The last few days when I have had to wait for a process to finish or paint to dry I have been working on the wood base for the engine. Today it is almost finished so I mounted the engine and hooked up some wiring.
It is built from cedar and similar in design to the one for my Royal Blue engine. The finish is Johnson's past wax over a clear spray.

Front view
GEDC4865s.jpg

Rear view
GEDC4870s.jpg

This is the new rotor assembly with the insulator, the magnets and the wipe arm.
GEDC4874s.jpg

My version of a distributor.
GEDC4875s.jpg

I am waiting on some high voltage wire for the two spark plugs but right now the design looks promising.

I decided not to build a carburetor but instead I purchased a SH .18 that has all the jets, needles, and adjustable throttle that I want. It was recommended by another builder of a similar sized engine and he really likes it. The carb was made for the model nitro car and truck people but I think it will work here also.

* [Records supplied]:

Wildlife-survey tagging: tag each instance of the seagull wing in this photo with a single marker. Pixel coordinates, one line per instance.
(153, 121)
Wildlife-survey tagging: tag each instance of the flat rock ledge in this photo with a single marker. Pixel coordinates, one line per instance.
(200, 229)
---
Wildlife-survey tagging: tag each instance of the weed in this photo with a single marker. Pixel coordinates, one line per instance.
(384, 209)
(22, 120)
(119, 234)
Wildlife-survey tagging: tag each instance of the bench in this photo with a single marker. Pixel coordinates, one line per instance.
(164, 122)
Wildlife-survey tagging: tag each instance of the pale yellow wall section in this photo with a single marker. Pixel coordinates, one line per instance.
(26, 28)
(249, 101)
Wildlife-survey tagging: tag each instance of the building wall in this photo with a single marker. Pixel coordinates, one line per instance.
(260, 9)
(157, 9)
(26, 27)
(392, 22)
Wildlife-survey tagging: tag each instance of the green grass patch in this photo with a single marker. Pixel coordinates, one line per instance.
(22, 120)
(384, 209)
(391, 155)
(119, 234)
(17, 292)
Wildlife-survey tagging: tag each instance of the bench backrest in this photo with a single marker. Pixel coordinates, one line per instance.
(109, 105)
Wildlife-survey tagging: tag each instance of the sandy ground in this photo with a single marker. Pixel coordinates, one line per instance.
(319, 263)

* [Given request]: Pick up the engine-build log after its last sentence and keep going in the same first-person voice.

* [Exercise answer]:
Thanks for looking
Ray
 
All of the gas tanks that I have built for other models have had one major flaw. It is very hard to tell just how much gas is in the tank.
This gas tank would be different.
I made it with plexiglass ends. Shown here being leak tested on it's brass stands.
GEDC4881s.jpg

And an overview of the rear of the engine.
What do you think?
GEDC4879s.jpg

I also put some handles on each end of the base so it would be safer moving it around.